§ WHAT YOU HAVE TO DO: Present everything from the line containing "According to the metadata, the amorphophallus" down to the final line of the entries as a numbered list. Include both of those lines, and leave out any blank lines.

§ RECORDED DATA:
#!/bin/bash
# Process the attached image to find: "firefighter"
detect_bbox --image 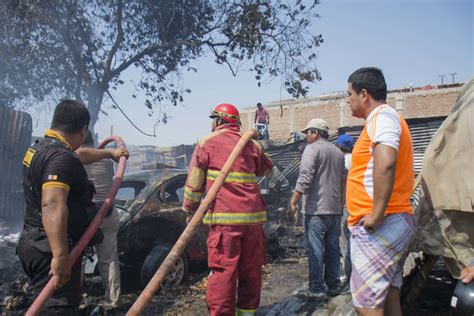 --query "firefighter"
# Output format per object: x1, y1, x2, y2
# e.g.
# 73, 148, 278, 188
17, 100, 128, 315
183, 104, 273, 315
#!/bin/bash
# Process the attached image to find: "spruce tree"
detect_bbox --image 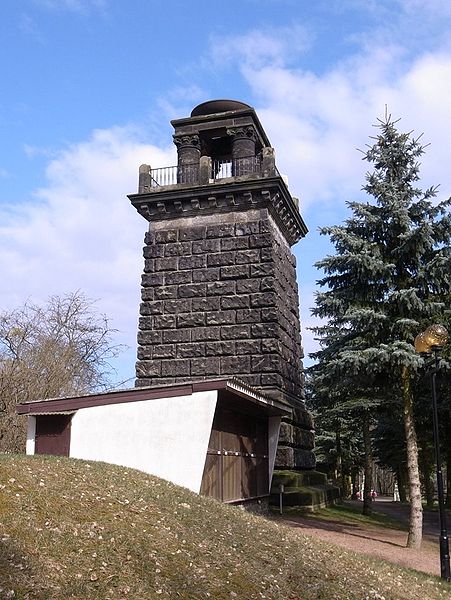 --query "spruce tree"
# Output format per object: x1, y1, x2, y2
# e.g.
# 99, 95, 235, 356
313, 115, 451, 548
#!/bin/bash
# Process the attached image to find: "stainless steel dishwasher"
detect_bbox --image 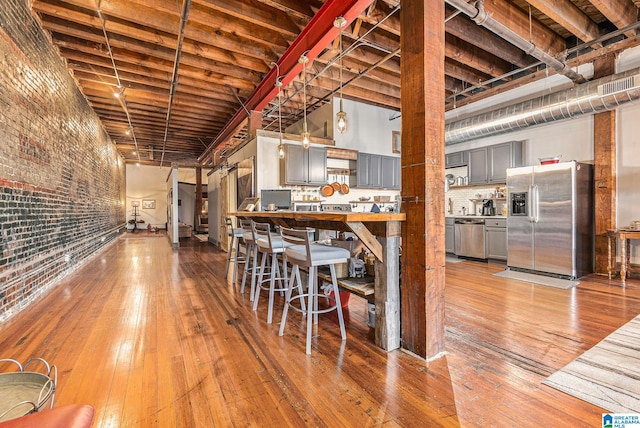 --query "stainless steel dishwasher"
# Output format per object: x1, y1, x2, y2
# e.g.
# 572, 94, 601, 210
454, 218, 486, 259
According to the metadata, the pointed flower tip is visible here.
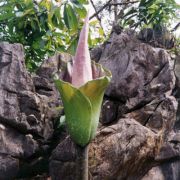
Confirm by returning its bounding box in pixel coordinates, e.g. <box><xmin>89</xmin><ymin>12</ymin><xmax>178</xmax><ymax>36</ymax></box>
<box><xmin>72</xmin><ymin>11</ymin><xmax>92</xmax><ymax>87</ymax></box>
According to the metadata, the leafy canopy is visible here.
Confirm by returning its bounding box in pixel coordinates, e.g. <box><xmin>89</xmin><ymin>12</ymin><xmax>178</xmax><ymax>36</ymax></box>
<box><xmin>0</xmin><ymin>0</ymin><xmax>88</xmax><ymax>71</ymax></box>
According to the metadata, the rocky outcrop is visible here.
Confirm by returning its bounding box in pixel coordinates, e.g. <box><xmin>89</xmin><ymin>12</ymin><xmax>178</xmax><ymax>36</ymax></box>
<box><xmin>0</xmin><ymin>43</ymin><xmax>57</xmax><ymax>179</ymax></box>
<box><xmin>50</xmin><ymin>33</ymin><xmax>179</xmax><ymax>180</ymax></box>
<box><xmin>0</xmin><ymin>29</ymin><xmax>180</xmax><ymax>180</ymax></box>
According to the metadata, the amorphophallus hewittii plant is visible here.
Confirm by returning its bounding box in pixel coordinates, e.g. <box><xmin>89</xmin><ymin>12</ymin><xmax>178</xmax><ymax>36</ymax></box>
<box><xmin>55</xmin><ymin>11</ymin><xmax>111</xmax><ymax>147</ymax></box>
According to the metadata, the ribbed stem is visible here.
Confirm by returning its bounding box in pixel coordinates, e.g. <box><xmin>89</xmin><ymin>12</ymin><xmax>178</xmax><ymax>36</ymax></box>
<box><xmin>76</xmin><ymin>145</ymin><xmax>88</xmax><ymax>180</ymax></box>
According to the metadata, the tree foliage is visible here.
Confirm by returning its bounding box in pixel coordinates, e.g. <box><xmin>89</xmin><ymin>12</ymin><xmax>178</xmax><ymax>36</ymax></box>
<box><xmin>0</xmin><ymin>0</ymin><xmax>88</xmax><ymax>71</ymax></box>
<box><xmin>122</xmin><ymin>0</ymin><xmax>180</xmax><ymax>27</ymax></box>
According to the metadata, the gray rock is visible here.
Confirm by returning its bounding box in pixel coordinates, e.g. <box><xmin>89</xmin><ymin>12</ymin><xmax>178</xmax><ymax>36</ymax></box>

§ SOLVED PROBLEM:
1. According to the metadata, the amorphophallus hewittii plant is visible here.
2. Confirm by returning its bounding box in pixel coordinates, e.g. <box><xmin>89</xmin><ymin>12</ymin><xmax>178</xmax><ymax>36</ymax></box>
3. <box><xmin>55</xmin><ymin>11</ymin><xmax>111</xmax><ymax>147</ymax></box>
4. According to the metadata, the ribbed stem is visible here.
5. Confirm by returning its bounding box in pixel coordinates, e.g. <box><xmin>89</xmin><ymin>12</ymin><xmax>178</xmax><ymax>36</ymax></box>
6. <box><xmin>76</xmin><ymin>145</ymin><xmax>88</xmax><ymax>180</ymax></box>
7. According to the metadata, the tree foliage is visible here.
8. Confirm by returning its bounding box in pixel coordinates, e.g. <box><xmin>89</xmin><ymin>12</ymin><xmax>178</xmax><ymax>36</ymax></box>
9. <box><xmin>0</xmin><ymin>0</ymin><xmax>88</xmax><ymax>71</ymax></box>
10. <box><xmin>122</xmin><ymin>0</ymin><xmax>180</xmax><ymax>27</ymax></box>
11. According to the metadata, the gray rock is visible here.
12. Confirm by returning its bounding box in pixel coordinates, e.g. <box><xmin>89</xmin><ymin>12</ymin><xmax>178</xmax><ymax>36</ymax></box>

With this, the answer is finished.